**Brief**
Render the rows below as a Markdown table with two columns, Row for the row number and Line for the line itself. Leave out any blank lines.

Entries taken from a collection
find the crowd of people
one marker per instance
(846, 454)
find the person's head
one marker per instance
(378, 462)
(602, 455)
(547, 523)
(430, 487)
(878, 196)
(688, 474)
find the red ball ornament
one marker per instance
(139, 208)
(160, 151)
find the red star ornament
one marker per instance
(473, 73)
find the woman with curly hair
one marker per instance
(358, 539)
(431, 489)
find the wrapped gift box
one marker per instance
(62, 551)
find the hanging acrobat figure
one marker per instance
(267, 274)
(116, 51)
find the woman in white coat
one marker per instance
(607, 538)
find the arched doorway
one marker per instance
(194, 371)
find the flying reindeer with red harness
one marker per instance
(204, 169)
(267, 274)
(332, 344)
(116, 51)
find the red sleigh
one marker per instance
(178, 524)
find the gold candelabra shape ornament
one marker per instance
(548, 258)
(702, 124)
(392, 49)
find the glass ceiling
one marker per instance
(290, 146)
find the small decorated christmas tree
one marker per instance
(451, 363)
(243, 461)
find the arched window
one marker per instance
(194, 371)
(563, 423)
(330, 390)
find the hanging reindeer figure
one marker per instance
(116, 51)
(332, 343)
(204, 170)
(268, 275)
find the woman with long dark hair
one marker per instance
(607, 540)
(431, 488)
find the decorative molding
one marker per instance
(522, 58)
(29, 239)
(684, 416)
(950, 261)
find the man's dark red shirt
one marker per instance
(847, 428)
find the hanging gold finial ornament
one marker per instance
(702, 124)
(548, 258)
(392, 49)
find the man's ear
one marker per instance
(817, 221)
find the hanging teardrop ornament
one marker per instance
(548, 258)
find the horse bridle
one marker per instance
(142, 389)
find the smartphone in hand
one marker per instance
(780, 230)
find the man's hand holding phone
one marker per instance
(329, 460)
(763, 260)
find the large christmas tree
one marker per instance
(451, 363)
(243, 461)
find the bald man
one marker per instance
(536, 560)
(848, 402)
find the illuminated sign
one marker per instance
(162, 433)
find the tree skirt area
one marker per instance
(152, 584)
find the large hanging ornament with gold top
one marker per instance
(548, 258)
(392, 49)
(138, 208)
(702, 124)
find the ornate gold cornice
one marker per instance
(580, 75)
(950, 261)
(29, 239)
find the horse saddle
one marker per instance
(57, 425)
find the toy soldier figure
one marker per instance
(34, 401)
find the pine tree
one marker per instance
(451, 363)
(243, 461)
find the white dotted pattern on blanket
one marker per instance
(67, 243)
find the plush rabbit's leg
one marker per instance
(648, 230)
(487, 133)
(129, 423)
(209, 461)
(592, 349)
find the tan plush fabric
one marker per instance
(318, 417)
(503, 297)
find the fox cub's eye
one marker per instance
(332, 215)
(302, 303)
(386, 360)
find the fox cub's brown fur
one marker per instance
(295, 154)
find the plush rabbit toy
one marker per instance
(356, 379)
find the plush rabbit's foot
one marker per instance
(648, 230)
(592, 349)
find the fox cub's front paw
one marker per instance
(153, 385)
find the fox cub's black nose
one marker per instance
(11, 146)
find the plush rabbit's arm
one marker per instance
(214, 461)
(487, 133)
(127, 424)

**Written solution**
| Row | Line |
|---|---|
| 1 | find the crowd of people |
| 2 | one marker per instance |
| 3 | (846, 454) |
| 4 | find the person's head |
| 5 | one marker per instance |
| 6 | (378, 462) |
| 7 | (602, 455) |
| 8 | (547, 523) |
| 9 | (430, 487) |
| 10 | (878, 196) |
| 11 | (688, 474) |
| 12 | find the red ball ornament |
| 13 | one marker per instance |
| 14 | (139, 208) |
| 15 | (160, 151) |
| 16 | find the red star ornament |
| 17 | one marker per instance |
| 18 | (473, 73) |
| 19 | find the woman with curly hair |
| 20 | one marker per instance |
| 21 | (358, 539) |
| 22 | (431, 489) |
| 23 | find the wrapped gift box |
| 24 | one marker per instance |
| 25 | (62, 551) |
| 26 | find the hanging acrobat figure |
| 27 | one marker per instance |
| 28 | (267, 274) |
| 29 | (116, 51) |
| 30 | find the woman in white coat |
| 31 | one marker per instance |
| 32 | (607, 538) |
| 33 | find the arched doorway |
| 34 | one marker per instance |
| 35 | (194, 371) |
| 36 | find the flying reindeer with red harness |
| 37 | one marker per instance |
| 38 | (204, 169) |
| 39 | (267, 274) |
| 40 | (332, 344) |
| 41 | (116, 51) |
| 42 | find the red sleigh |
| 43 | one marker per instance |
| 44 | (178, 524) |
| 45 | find the gold candelabra shape ornament |
| 46 | one marker per instance |
| 47 | (548, 258) |
| 48 | (702, 124) |
| 49 | (392, 49) |
| 50 | find the glass ceiling |
| 51 | one marker per instance |
| 52 | (290, 146) |
| 53 | find the small decorated christmas tree |
| 54 | one marker per instance |
| 55 | (451, 363) |
| 56 | (243, 461) |
| 57 | find the arched window |
| 58 | one marker per instance |
| 59 | (194, 371) |
| 60 | (563, 423) |
| 61 | (330, 390) |
| 62 | find the hanging reindeer figure |
| 63 | one marker per instance |
| 64 | (116, 51) |
| 65 | (332, 343) |
| 66 | (204, 170) |
| 67 | (268, 275) |
| 68 | find the woman with long dark hair |
| 69 | one marker per instance |
| 70 | (607, 540) |
| 71 | (431, 488) |
| 72 | find the decorative molding |
| 73 | one marker per instance |
| 74 | (522, 58) |
| 75 | (29, 239) |
| 76 | (684, 416) |
| 77 | (950, 261) |
| 78 | find the man's dark red shirt |
| 79 | one marker per instance |
| 80 | (847, 428) |
| 81 | find the hanging gold finial ornament |
| 82 | one marker per instance |
| 83 | (702, 124) |
| 84 | (548, 258) |
| 85 | (392, 49) |
| 86 | find the man's ear |
| 87 | one marker per instance |
| 88 | (817, 221) |
| 89 | find the hanging teardrop ornament |
| 90 | one marker per instance |
| 91 | (548, 258) |
| 92 | find the horse bridle |
| 93 | one marker per instance |
| 94 | (142, 389) |
| 95 | find the smartphone in hand |
| 96 | one marker per instance |
| 97 | (780, 230) |
| 98 | find the man's hand holding phone |
| 99 | one marker per instance |
| 100 | (329, 460) |
| 101 | (763, 260) |
| 102 | find the large christmas tree |
| 103 | one marker per instance |
| 104 | (451, 363) |
| 105 | (243, 461) |
| 106 | find the bald man |
| 107 | one marker per instance |
| 108 | (536, 560) |
| 109 | (848, 402) |
| 110 | find the illuminated sign |
| 111 | one marker per instance |
| 112 | (162, 433) |
| 113 | find the tree skirt area |
| 114 | one marker per instance |
| 115 | (152, 584) |
| 116 | find the large hanging ornament with gold top |
| 117 | one marker per instance |
| 118 | (548, 258) |
| 119 | (392, 49) |
| 120 | (138, 208) |
| 121 | (702, 124) |
| 122 | find the ornate gold cornice |
| 123 | one marker per instance |
| 124 | (580, 75) |
| 125 | (950, 261) |
| 126 | (29, 239) |
| 127 | find the horse saddle |
| 128 | one marker per instance |
| 129 | (57, 425) |
| 130 | find the toy soldier figure |
| 131 | one marker per instance |
| 132 | (34, 401) |
| 133 | find the pine tree |
| 134 | one marker per instance |
| 135 | (451, 363) |
| 136 | (243, 461) |
| 137 | find the white dotted pattern on blanket |
| 138 | one marker per instance |
| 139 | (67, 243) |
| 140 | find the plush rabbit's leg |
| 141 | one marker per instance |
| 142 | (648, 230) |
| 143 | (487, 133) |
| 144 | (129, 423) |
| 145 | (209, 461) |
| 146 | (592, 349) |
| 147 | find the tan plush fabric |
| 148 | one marker per instance |
| 149 | (318, 417) |
| 150 | (503, 297) |
| 151 | find the fox cub's eye |
| 152 | one marker per instance |
| 153 | (332, 215) |
| 154 | (302, 303) |
| 155 | (386, 360) |
| 156 | find the fox cub's brown fur |
| 157 | one marker per instance |
| 158 | (295, 154) |
| 159 | find the plush rabbit toy |
| 160 | one marker per instance |
| 161 | (356, 379) |
| 162 | find the plush rabbit's foot |
| 163 | one marker per instance |
| 164 | (648, 230) |
| 165 | (592, 349) |
| 166 | find the fox cub's front paw |
| 167 | one marker per instance |
| 168 | (153, 385) |
| 169 | find the fox cub's black nose |
| 170 | one marker per instance |
| 171 | (11, 146) |
| 172 | find the plush rabbit's arm |
| 173 | one marker per instance |
| 174 | (214, 461) |
| 175 | (487, 133) |
| 176 | (127, 424) |